• To do: List every line in the records below that contains the word "hair", copying each such line in full.

• Stored records:
════

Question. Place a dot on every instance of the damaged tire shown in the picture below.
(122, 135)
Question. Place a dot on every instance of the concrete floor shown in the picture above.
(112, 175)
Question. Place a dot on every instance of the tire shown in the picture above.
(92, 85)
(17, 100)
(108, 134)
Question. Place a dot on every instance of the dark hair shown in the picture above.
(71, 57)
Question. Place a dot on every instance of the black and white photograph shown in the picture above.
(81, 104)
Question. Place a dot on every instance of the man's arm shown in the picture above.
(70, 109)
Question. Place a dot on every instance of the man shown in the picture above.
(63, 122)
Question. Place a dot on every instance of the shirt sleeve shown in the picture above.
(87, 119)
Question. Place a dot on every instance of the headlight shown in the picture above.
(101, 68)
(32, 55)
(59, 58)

════

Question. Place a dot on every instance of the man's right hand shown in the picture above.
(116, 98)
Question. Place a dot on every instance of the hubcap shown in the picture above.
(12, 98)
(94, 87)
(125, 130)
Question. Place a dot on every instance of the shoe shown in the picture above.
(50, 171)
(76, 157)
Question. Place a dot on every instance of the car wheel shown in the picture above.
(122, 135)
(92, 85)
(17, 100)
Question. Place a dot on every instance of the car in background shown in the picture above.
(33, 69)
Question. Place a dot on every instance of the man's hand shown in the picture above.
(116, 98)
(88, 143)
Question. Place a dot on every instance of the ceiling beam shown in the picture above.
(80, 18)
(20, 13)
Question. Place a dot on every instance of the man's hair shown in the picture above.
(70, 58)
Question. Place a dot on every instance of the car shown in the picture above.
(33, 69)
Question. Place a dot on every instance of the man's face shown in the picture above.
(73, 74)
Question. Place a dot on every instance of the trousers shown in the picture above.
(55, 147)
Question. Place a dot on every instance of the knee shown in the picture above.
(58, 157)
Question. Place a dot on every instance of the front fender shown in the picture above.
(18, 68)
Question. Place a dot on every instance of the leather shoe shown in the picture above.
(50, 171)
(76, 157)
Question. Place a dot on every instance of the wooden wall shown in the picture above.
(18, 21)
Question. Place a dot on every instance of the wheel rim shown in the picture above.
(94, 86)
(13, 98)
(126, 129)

════

• Answer below:
Question. Place a dot on every instance of the dark hair shown in the picture above.
Question. Place a dot on every instance of the man's hair shown in the picture above.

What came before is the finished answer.